DOCUMENT SECTION:
>>>>

A Data Scientist's Ping Pong: Exploring Win Probabilities and Time Series Elo Ranking in Python

My freshman year, I had the pleasure of having both a roommate who was an excellent ping pong player and a table walking distance from our room. We played a couple times per week, all year. Very college.

Three years later, a rather unlikely group of friends (a Business student going to Google, a Mechanical Engineer off to Gilette, and an Industrial Engineer doing banking in the DR) and I started to play every week, recording our scores each time. The goal? To prove, over time, who was the best player. In the past, I would have used R for this mini-project. The elo and PlayerRatings packages would have made for quick implementation and visualization. However, I self-imposed an R restriction as my internship this summer exclusively will be using python.

So, here is an implementation of the Elo ranking mechanism from scratch. An Elo score is for measuring relative skill, even when players have not directly competed. I chose Elo over other ranking algorithms for a couple reasons. One player, Pedro, hadn't played nearly as often as everyone else and the algorithm needed to be able to handle variability in number of games played, and I wanted to implement it without the use of libraries. Elo is the perfect middle ground between being robust and easy to understand. The other popular option would be Glicko, which you can find more about here.

Data Import

I decided to log the data using a google sheet on my personal account because I needed to be able to edit from anywhere and I wanted to let the other players view and edit the sheet as well. Google sheets provides the level of accountability and flexibility necessary for 4 competitive college students to work with.

<<<<

EXTRACTED ENTRIES:
>>>>

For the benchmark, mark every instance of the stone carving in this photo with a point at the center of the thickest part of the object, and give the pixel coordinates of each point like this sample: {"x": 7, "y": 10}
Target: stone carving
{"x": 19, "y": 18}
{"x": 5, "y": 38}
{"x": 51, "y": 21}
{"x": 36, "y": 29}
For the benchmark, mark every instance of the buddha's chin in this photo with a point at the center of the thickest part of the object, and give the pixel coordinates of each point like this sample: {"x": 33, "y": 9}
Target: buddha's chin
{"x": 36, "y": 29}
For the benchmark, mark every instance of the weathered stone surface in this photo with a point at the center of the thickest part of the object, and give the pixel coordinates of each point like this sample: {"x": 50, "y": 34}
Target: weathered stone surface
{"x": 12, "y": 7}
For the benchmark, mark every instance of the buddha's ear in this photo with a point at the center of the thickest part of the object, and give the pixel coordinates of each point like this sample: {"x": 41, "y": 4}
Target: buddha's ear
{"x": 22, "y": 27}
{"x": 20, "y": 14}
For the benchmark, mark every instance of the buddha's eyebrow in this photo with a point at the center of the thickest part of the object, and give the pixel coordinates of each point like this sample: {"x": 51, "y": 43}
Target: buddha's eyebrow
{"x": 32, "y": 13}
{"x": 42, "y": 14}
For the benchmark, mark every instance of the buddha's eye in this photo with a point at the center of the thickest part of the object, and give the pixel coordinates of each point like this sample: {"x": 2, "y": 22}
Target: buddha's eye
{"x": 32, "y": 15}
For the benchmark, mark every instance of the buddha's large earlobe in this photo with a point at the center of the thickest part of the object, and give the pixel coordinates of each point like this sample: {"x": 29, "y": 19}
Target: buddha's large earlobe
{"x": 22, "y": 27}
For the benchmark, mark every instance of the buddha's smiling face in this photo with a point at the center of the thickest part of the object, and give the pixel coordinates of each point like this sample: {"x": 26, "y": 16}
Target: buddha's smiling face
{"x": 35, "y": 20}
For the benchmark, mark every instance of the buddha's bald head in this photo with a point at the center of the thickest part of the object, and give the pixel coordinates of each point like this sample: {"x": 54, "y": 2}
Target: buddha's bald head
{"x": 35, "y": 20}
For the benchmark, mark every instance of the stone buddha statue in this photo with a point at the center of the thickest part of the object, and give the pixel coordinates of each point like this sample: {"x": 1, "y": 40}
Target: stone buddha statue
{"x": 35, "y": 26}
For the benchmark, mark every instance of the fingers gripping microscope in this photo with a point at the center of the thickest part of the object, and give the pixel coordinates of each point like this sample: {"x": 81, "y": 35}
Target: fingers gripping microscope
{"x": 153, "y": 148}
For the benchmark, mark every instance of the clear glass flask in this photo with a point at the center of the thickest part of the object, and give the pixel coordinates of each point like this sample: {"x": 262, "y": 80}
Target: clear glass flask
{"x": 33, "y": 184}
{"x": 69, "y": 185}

<<<<

TASKS TO COMPLETE:
(a) The ping pong Elo article describes a group of friends who joined the author in weekly games. List each friend as the article describes them, along with where each one is headed.
(b) Continue the ping pong Elo article from the end of its data import section.

THE RESPONSES:
(a)
- A Business student, going to Google
- A Mechanical Engineer, off to Gilette
- An Industrial Engineer, doing banking in the DR

(b)
In [11]:
#importing all (maybe most of) the libraries we'll need
import math
import pandas as pd
import gspread
from oauth2client.service_account import ServiceAccountCredentials
In [12]:
#bring in data from the google sheet
scope = ['https://spreadsheets.google.com/feeds',
         'https://www.googleapis.com/auth/drive']

#establish credentials
credentials = ServiceAccountCredentials.from_json_keyfile_name('service_keys.json', scope)
gc = gspread.authorize(credentials)

#grab worksheet
sh = gc.open('Ping Pong')
worksheet = sh.get_worksheet(0)
worksheet_values = worksheet.get_all_values()
header_values = worksheet_values.pop(0)
#set dataframe
Ping_pong_data = pd.DataFrame(worksheet_values, columns = header_values)

Elo Rating Implementation

The math behind the Elo algorithm can be found here.

In [13]:
# Function to calculate the Probability of player 2 beating player 1
def Probability(rating1, rating2):

    return 1.0 * 1.0 / (1 + 1.0 * math.pow(10, 1.0 * (rating1 - rating2) / 400))
In [14]:
def EloRating(Ra, Rb, K, d):


    # To calculate the Winning
    # Probability of Player B
    Pb = Probability(Ra, Rb)

    # To calculate the Winning
    # Probability of Player A
    Pa = Probability(Rb, Ra)

    # Case -1 When Player A wins
    # Updating the Elo Ratings
    if (d == "TRUE") :
        Ra = Ra + K * (1 - Pa)
        Rb = Rb + K * (0 - Pb)


    # Case -2 When Player B wins
    # Updating the Elo Ratings
    else :
        Ra = Ra + K * (0 - Pa)
        Rb = Rb + K * (1 - Pb)

    return([Ra,Rb])

Now that we have the mathematical implementation, we can record the elo score changes for each of the 65 matches played over the semester.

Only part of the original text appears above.